**PROBLEM DETAILS**:
Please return every one of the following items line for line, with nothing altered.

>> begin THE DATA

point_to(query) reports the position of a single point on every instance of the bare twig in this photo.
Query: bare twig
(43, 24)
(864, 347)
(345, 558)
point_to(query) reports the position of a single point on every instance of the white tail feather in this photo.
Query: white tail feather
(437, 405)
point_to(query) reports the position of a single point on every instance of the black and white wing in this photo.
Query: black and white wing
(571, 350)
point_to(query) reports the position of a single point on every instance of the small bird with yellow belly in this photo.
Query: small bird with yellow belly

>> end THE DATA

**WRITTEN SOLUTION**:
point_to(query) reports the position of a single point on every instance of the bare twig in this photo.
Query: bare twig
(43, 24)
(864, 347)
(345, 558)
point_to(query) reports the position of a single point on every instance of the white tail feather in this photo.
Query: white tail feather
(437, 405)
point_to(query) reports the position of a single point on every instance of the black and white wing in this photo.
Query: black and white wing
(571, 350)
point_to(query) reports the position of a single point on every instance of the small bird with yellow belly in this photo.
Query: small bird with yellow belly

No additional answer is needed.